• _CHECK YOUR UNDERSTANDING_
(A) Return the words of the passage on CXCL10 in osteosarcoma metastasis from "The Role of" up to and including "are poorly understood.", copied exactly.
(B) Resume the passage on CXCL10 in osteosarcoma metastasis from the point where it stops.

─── SOURCE DOCUMENT ───

The Role of C-X-C Motif Chemokine Ligand 10 (CXCL10) in Osteosarcoma Metastasis
Introduction
Osteosarcoma is the most common malignant bone tumor in children. Despite the use of chemotherapy and surgery, the survival of patients with metastasis is still dismal. We have previously reported that circulating CXCL10 is associated with a poor prognosis and metastasis in osteosarcoma. CXCL10 mediates cellular phenotypes via autocrine and paracrine signaling. Nonetheless, the functional effect and the mechanism of circulating CXCL10 on osteosarcoma metastasis are poorly understood.
Methods
In this study, we performed in vitro transwell migration assays and Western blotting on osteosarcoma cell lines to examine the effect of CXCL10 on tumor cell migration and AKT signaling, respectively. Next, we tested whether increasing the level of circulating CXCL10 can promote osteosarcoma metastasis. To test that, we injected luciferase-labeled 143B osteosarcoma cells into the tibia of NOD/SCID mice to generate an orthotopic xenograft mouse model. When the tumor was detectable by bioluminescence, we administrated CXCL10 protein or saline intravenously via the tail vein every day for two weeks. The development of pulmonary metastasis was monitored by bioluminescence. The mice were sacrificed at the endpoint when bioluminescence was detected in the lungs. The mouse lungs were then resected and examined histologically for the presence of metastatic nodules. The number of mice in the experimental and control groups that developed lung metastases were compared.

─── DATA SUPPLIED ───

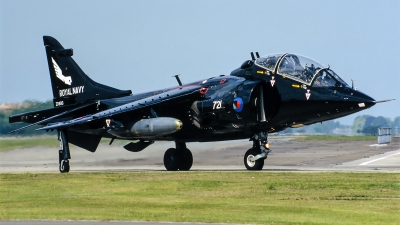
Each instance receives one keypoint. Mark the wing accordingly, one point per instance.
(170, 96)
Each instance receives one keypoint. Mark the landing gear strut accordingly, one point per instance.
(179, 158)
(63, 154)
(254, 157)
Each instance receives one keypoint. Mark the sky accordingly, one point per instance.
(140, 45)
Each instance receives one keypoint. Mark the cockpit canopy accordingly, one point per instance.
(301, 69)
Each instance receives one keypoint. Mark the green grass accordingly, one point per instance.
(335, 138)
(28, 142)
(221, 197)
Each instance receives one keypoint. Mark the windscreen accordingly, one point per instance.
(328, 78)
(268, 62)
(299, 68)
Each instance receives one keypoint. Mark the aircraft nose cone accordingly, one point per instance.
(364, 100)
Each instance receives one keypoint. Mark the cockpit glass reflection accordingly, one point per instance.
(268, 62)
(299, 67)
(328, 78)
(324, 79)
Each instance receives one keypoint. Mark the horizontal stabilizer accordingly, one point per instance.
(387, 100)
(15, 118)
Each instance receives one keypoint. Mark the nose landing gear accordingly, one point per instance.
(179, 158)
(254, 157)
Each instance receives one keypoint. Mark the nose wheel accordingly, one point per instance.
(254, 157)
(179, 158)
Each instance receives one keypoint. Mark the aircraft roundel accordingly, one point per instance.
(238, 104)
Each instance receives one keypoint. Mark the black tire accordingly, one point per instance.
(186, 160)
(171, 159)
(257, 165)
(64, 166)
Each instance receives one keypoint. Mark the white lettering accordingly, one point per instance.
(217, 104)
(71, 91)
(60, 103)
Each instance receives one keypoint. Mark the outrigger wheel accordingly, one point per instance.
(63, 154)
(253, 165)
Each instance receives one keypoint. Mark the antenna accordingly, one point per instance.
(177, 79)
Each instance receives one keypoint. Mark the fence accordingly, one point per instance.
(384, 135)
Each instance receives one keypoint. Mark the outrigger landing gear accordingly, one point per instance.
(254, 157)
(179, 158)
(63, 154)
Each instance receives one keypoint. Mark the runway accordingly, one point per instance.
(88, 222)
(286, 155)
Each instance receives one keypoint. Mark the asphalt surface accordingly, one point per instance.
(286, 155)
(60, 222)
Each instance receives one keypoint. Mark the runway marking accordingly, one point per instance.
(374, 160)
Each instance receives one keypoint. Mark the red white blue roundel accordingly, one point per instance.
(238, 104)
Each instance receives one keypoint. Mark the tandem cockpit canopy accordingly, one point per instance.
(300, 68)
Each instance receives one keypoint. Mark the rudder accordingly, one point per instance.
(69, 83)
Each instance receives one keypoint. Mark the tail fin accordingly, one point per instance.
(70, 84)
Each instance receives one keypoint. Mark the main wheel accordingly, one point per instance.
(186, 160)
(171, 159)
(253, 165)
(64, 166)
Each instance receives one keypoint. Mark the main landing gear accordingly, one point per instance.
(63, 154)
(179, 158)
(254, 157)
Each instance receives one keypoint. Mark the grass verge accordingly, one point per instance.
(220, 197)
(28, 142)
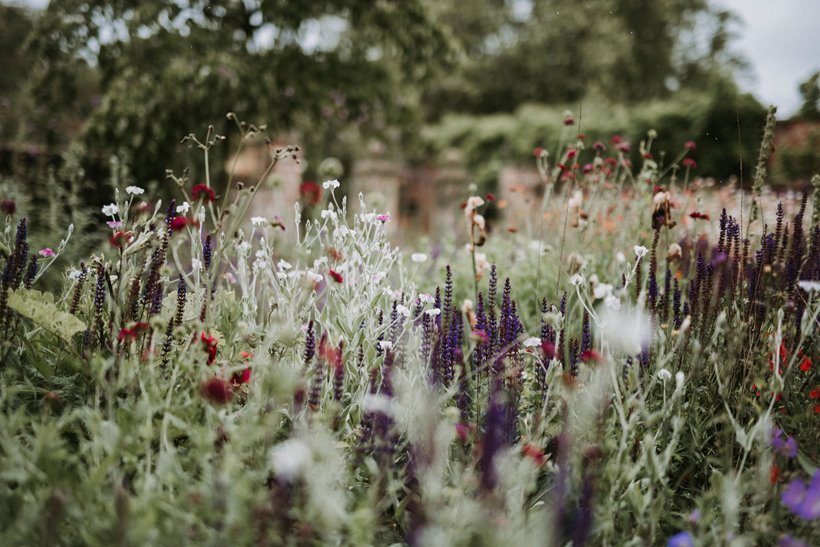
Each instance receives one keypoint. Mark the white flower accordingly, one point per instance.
(532, 342)
(576, 280)
(313, 276)
(602, 291)
(626, 330)
(290, 458)
(612, 302)
(426, 298)
(809, 286)
(377, 402)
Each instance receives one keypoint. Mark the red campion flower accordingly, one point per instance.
(534, 453)
(209, 343)
(311, 191)
(203, 191)
(216, 390)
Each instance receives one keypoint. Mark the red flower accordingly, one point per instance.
(203, 191)
(311, 191)
(209, 343)
(534, 453)
(120, 239)
(217, 390)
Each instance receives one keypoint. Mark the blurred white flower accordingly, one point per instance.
(627, 330)
(809, 286)
(290, 458)
(532, 342)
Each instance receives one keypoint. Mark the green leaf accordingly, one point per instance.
(40, 308)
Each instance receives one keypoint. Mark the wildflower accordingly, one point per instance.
(216, 390)
(290, 458)
(532, 342)
(534, 453)
(681, 539)
(203, 191)
(803, 499)
(311, 191)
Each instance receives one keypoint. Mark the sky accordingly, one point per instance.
(779, 39)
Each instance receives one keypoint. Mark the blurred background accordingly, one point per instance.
(409, 101)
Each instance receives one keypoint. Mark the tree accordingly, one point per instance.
(168, 68)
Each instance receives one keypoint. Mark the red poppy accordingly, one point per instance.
(311, 191)
(203, 191)
(217, 390)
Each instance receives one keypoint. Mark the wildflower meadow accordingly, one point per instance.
(635, 365)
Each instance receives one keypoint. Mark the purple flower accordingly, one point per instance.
(681, 539)
(803, 500)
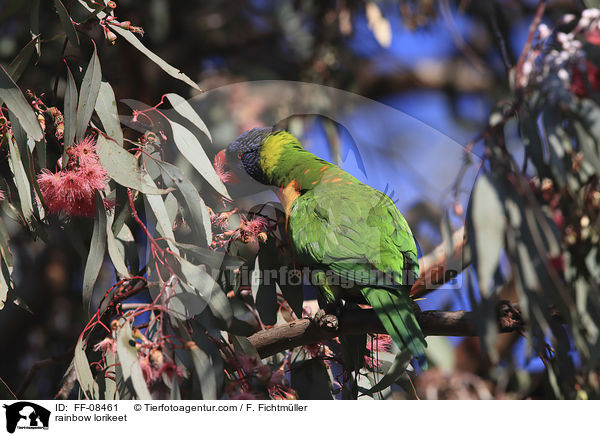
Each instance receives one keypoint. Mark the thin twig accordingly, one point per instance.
(433, 323)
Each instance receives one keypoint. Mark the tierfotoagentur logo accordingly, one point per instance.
(26, 416)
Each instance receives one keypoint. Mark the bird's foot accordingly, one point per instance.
(326, 320)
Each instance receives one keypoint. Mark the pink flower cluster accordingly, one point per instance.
(71, 190)
(155, 364)
(250, 230)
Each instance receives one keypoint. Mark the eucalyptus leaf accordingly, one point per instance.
(106, 108)
(116, 256)
(16, 102)
(88, 94)
(123, 168)
(184, 109)
(205, 372)
(16, 68)
(81, 364)
(66, 22)
(172, 71)
(198, 217)
(96, 254)
(70, 111)
(190, 148)
(126, 350)
(20, 178)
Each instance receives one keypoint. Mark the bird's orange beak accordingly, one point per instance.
(223, 170)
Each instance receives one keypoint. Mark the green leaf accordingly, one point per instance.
(4, 244)
(110, 385)
(205, 372)
(185, 302)
(265, 294)
(123, 168)
(184, 109)
(198, 217)
(66, 22)
(84, 374)
(16, 68)
(172, 71)
(16, 102)
(106, 108)
(70, 113)
(4, 287)
(116, 256)
(487, 230)
(191, 149)
(163, 222)
(21, 180)
(208, 289)
(130, 365)
(88, 94)
(96, 254)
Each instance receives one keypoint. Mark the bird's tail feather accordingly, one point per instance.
(395, 312)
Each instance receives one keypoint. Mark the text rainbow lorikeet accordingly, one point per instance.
(336, 225)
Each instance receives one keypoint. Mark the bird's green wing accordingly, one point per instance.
(356, 232)
(359, 234)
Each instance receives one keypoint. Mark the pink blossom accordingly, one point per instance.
(72, 189)
(84, 151)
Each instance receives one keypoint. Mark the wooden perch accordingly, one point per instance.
(433, 323)
(437, 267)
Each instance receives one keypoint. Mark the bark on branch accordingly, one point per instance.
(433, 323)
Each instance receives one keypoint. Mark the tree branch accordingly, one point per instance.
(437, 268)
(433, 323)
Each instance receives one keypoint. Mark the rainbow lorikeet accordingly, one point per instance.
(352, 235)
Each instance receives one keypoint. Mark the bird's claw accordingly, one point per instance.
(326, 320)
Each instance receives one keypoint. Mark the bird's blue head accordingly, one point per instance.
(242, 157)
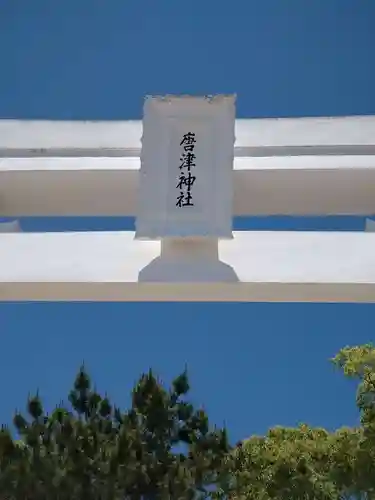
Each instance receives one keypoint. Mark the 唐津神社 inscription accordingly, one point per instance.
(186, 179)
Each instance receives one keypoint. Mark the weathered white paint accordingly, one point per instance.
(296, 185)
(186, 186)
(340, 135)
(282, 166)
(281, 266)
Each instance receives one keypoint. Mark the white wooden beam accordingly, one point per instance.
(271, 266)
(297, 185)
(254, 137)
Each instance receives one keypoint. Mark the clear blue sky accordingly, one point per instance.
(251, 365)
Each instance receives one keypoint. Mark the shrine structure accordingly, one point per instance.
(184, 172)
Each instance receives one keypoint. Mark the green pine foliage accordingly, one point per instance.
(162, 448)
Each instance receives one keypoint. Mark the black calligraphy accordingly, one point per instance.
(186, 178)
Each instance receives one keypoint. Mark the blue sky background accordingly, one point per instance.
(251, 365)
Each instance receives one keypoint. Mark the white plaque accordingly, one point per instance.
(186, 185)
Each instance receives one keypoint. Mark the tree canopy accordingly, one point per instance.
(93, 450)
(163, 447)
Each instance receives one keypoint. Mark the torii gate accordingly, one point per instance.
(199, 166)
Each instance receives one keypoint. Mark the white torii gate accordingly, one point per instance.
(287, 166)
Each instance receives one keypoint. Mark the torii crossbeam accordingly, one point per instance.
(288, 166)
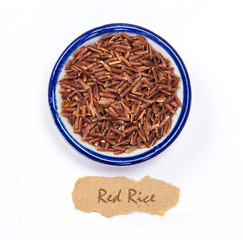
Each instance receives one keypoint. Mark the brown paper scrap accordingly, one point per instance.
(121, 195)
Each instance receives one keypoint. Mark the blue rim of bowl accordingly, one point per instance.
(115, 28)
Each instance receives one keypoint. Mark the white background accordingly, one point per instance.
(38, 168)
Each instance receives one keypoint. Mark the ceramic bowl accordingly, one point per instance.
(139, 155)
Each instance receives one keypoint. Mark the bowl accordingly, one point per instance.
(139, 155)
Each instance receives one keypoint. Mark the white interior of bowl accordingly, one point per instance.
(137, 151)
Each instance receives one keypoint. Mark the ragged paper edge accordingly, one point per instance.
(132, 181)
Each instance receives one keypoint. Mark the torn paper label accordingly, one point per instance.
(121, 195)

───

• _RESPONSES IN ORDER_
(A)
The Role of C-X-C Motif Chemokine Ligand 10 (CXCL10) in Osteosarcoma Metastasis
Introduction
Osteosarcoma is the most common malignant bone tumor in children. Despite the use of chemotherapy and surgery, the survival of patients with metastasis is still dismal. We have previously reported that circulating CXCL10 is associated with a poor prognosis and metastasis in osteosarcoma. CXCL10 mediates cellular phenotypes via autocrine and paracrine signaling. Nonetheless, the functional effect and the mechanism of circulating CXCL10 on osteosarcoma metastasis are poorly understood.

(B)
Results
Our results showed that the exogenous addition of CXCL10 promoted the tumor cell migration of three osteosarcoma cell lines in vitro. We also demonstrated that AKT phosphorylation was upregulated in the osteosarcoma cell lines incubated with CXCL10. These results suggest that CXCL10 can directly promote AKT activation and osteosarcoma cell motility, probably through autocrine signaling. However, the result of the xenograft mouse study showed that no significant difference in the number of mice developing pulmonary metastases was observed between the groups administrated with CXCL10 and saline. To investigate the influence of the cell line background, we analyzed another osteosarcoma cell line, MG63.3. No significant difference in metastasis development was observed.
Conclusion
In summary, our results indicate that CXCL10 can directly influence osteosarcoma cell migration and AKT signaling, whereas an elevated level of circulating CXCL10 does not affect the development of pulmonary metastasis. Our current model is that the metastatic effect of CXCL10 on osteosarcoma is mainly manifested by increased autocrine signaling, which may result in a higher circulating level of the chemokine.